Document segment:

□ □ □ □

Recent attacks on mountain gorillas in the Democratic Republic of Congo (DRC) have put a spotlight on this gentle giant.
The more well-known of two subspecies of Eastern gorilla (Gorilla beringei) is the mountain gorilla, made famous by the work of Dian Fossey and the target of an August 2006 attack on the Virunga population. Six gorillas were killed, and two infants were orphaned.
Until the attacks, this subspecies was held up as a rare conservation success for Africa’s great apes. From 1989 to 2003, scientists documented a population increase in this subspecies, which is found in the DRC, Rwanda, and Uganda. About 700 mountain gorillas are estimated to remain in the wild.
The second subspecies, the Grauer’s gorilla only survives in lowland rain forests and mountains of eastern DRC. These primates face severe threats from deforestation and illegal wildlife trade and hunting. In the mid 1990s, scientists estimated there were 17,000 Grauer’s gorillas left in the Eastern Afromontane Biodiversity Hotspot and the Congo Basin High-Biodiversity Wilderness Area. Today, after more than a decade of losses, scientists are unsure how many remain but estimates are as low as 5,000.

□ □ □ □

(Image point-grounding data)
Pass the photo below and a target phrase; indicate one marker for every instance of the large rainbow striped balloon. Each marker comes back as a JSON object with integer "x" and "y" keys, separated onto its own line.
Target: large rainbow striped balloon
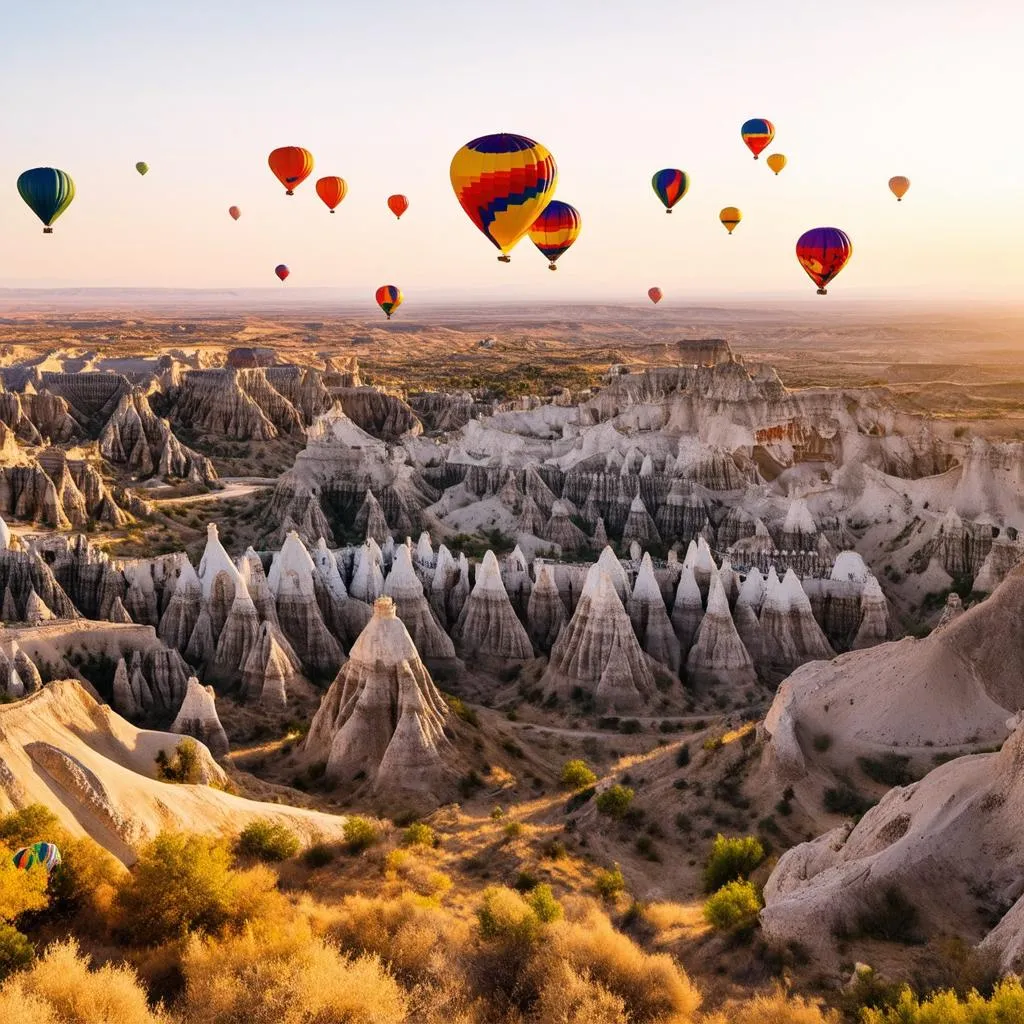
{"x": 670, "y": 186}
{"x": 504, "y": 182}
{"x": 757, "y": 133}
{"x": 555, "y": 230}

□ □ □ □

Exercise aim: Extend the text on Eastern gorillas, picking up right after its final sentence. The listing has no connection to the text on Eastern gorillas.

Your response:
The story is far bleaker for the Western lowland gorilla (Gorilla gorilla), which has suffered even greater losses as a result of heavy commercial poaching and Ebola outbreaks due to increased human contact. In some areas, more than half of the gorilla populations recorded in the 1980s and 1990s have been lost.
In the DRC, CI and the Dian Fossey Gorilla Fund International support the Tayna Gorilla Reserve, a community-managed protected area that safeguards vital gorilla habitat. Through this program, Congolese scientists have reported larger than previously recorded populations of Grauer’s gorilla, once feared to be at risk of local extinction.
LEARN MORE: The Tayna Center for Conservation Biology
The program has expanded to include seven reserves that link Maiko and Kahuzi-Biega National Parks. The parks and reserves together form a landscape corridor of more than 17 million acres, protecting roughly 90 percent of the Grauer’s gorilla’s range. CI is also providing support to conservation efforts for mountain gorillas.